COMPITI RICHIESTI:
a) Rispondi in breve a queste domande sul testo sulle sentenze del TAR, una per riga:
(i) Quale articolo della L. 241/1990 prevede il preavviso di rigetto non comunicato nel caso della Sentenza n. 10675/2025?
(ii) Quale documento mancante aveva motivato il diniego nella Sentenza n. 10925/2025?
(iii) Quale articolo della Direttiva attribuisce allo Stato membro ospitante il compito di chiedere conferma dell'autenticità degli attestati?
b) Trasforma in un elenco puntato il paragrafo del testo sulle sentenze del TAR che inizia con "Il TAR, con un'analisi puntuale", conservandone i fatti principali.

TESTO DI RIFERIMENTO:
========================

La Sentenza n. 10675/2025, che accoglie il ricorso della prof.ssa Maria Rosaria Ragosta, si concentra su un vizio procedurale assorbente: la mancata comunicazione del preavviso di rigetto ex art. 10-bis della L. 241/1990. Lungi dall’essere un mero formalismo, tale omissione è, secondo il TAR, la negazione di una garanzia fondamentale del giusto procedimento. Il Tribunale ricorda che l’istituto ha lo scopo di “‘anticipare’ l’esplicitazione delle ragioni del provvedimento sfavorevole” per “rendere possibile il confronto con l’amministrazione” prima che la decisione sia assunta in via definitiva. Il passaggio chiave della sentenza è laddove si nega l’applicabilità dell’art. 21-octies, co. 2, della medesima legge, che “salva” gli atti viziati quando il loro contenuto non avrebbe potuto essere diverso. Il TAR afferma con chiarezza che “L’attività dell’Amministrazione certamente non è rigidamente vincolata”. La non-vincolatività risiede proprio nel potere-dovere, sancito dalla Direttiva e ribadito dall’Adunanza Plenaria, di “valutare la formazione conseguita all’estero e l’esperienza professionale maturata” al fine di accertare il possesso dei requisiti, “eventualmente anche mediante l’adozione di misure compensative”. L’omissione del 10-bis, quindi, non è un vizio innocuo, ma la lesione del diritto del privato a interloquire proprio su quegli aspetti (completezza della formazione, esperienza pregressa, adeguatezza di eventuali misure) che costituiscono il cuore della valutazione discrezionale dell’amministrazione³.
La Sentenza n. 10925/2025, mette a nudo un’ulteriore e perniciosa prassi ministeriale: il rigetto dell’istanza per la mancata produzione di un singolo, specifico documento, elevato a feticcio indispensabile. Nella specie, il diniego era motivato dall’assenza della c.d. “Adeverinta ministeriale”.
Il TAR, con un’analisi puntuale, dichiara tale impostazione “palesemente contrastante con la disciplina europea”. Il Collegio chiarisce che sia il titolo universitario (c.d. Nivel) che l’attestato ministeriale sono riconducibili alle tipologie documentali previste dall’art. 13 della Direttiva. Pertanto, l’Amministrazione non può rifiutarsi di valutare l’istanza in presenza del primo solo perché manca il secondo. La “Adeverinta ministeriale” è definita come un “elemento certamente utile ma non necessario” , la cui assenza non può “di per sé condurre al rigetto della istanza”. Ancora più grave, secondo il Tribunale, è la condotta procedimentale del MIM. L’inerzia protratta per oltre un anno, seguita dall’imposizione di “termini perentori” e dal rifiuto di concedere una proroga, è giudicata non conforme ai “doveri di collaborazione e buona fede” che informano il principio del soccorso istruttorio. Il TAR ricorda che la stessa Direttiva (art. 50) prevede che, in caso di dubbio, sia lo Stato membro ospitante a dover “richiedere alle autorità competenti di uno Stato membro una conferma dell’autenticità degli attestati”. Il Ministero, invece, abdica a questo suo dovere di cooperazione attiva, rovesciando ogni onere sull’istante e utilizzando le difficoltà di quest’ultimo nel reperire la documentazione come causa di rigetto. Si tratta di un’inversione della logica di collaborazione che dovrebbe governare i rapporti tra amministrazione e cittadino europeo.

========================

DATI FORNITI:
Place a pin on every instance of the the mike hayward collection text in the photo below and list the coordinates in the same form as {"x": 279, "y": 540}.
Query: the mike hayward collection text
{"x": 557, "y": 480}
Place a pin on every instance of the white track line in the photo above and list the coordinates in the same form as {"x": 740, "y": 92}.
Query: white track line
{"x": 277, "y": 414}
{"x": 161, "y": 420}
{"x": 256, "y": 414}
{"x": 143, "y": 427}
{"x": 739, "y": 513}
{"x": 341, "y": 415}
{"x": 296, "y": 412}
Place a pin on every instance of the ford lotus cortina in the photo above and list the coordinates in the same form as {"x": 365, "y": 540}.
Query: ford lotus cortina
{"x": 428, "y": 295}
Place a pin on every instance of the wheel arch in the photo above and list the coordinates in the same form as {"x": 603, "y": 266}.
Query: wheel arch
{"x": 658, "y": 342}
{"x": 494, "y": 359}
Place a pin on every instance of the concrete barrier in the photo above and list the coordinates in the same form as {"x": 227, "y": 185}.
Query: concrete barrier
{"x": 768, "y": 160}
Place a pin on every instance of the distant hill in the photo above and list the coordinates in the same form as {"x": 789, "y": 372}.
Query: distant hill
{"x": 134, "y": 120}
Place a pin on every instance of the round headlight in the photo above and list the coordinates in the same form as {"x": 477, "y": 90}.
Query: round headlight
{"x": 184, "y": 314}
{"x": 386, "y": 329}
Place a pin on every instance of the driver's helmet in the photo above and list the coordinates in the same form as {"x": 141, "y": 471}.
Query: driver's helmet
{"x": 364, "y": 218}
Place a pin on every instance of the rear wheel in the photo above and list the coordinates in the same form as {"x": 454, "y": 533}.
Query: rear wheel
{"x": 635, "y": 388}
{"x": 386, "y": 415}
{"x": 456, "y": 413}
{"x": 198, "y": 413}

========================

RISPOSTE FORNITE:
a)
(i) L'art. 10-bis.
(ii) La cosiddetta "Adeverinta ministeriale".
(iii) L'art. 50.

b)
- Il TAR giudica "palesemente contrastante con la disciplina europea" il rigetto dell'istanza motivato dall'assenza della "Adeverinta ministeriale".
- Il titolo universitario (Nivel) e l'attestato ministeriale rientrano entrambi nelle tipologie documentali dell'art. 13 della Direttiva. Se è presente il primo, l'Amministrazione non può rifiutarsi di valutare l'istanza solo perché manca il secondo.
- L'Adeverinta è un elemento utile ma non necessario, e la sua assenza non può di per sé portare al rigetto.
- Per il Tribunale è ancora più grave la condotta del MIM. Dopo oltre un anno di inerzia ha imposto termini perentori e ha negato la proroga, in contrasto con i doveri di collaborazione e buona fede propri del soccorso istruttorio.
- Secondo l'art. 50 della Direttiva, in caso di dubbio spetta allo Stato membro ospitante chiedere alle autorità competenti conferma dell'autenticità degli attestati.
- Il Ministero invece scarica ogni onere sull'istante e usa le sue difficoltà nel reperire i documenti come causa di rigetto. Così rovescia la logica di collaborazione tra amministrazione e cittadino europeo.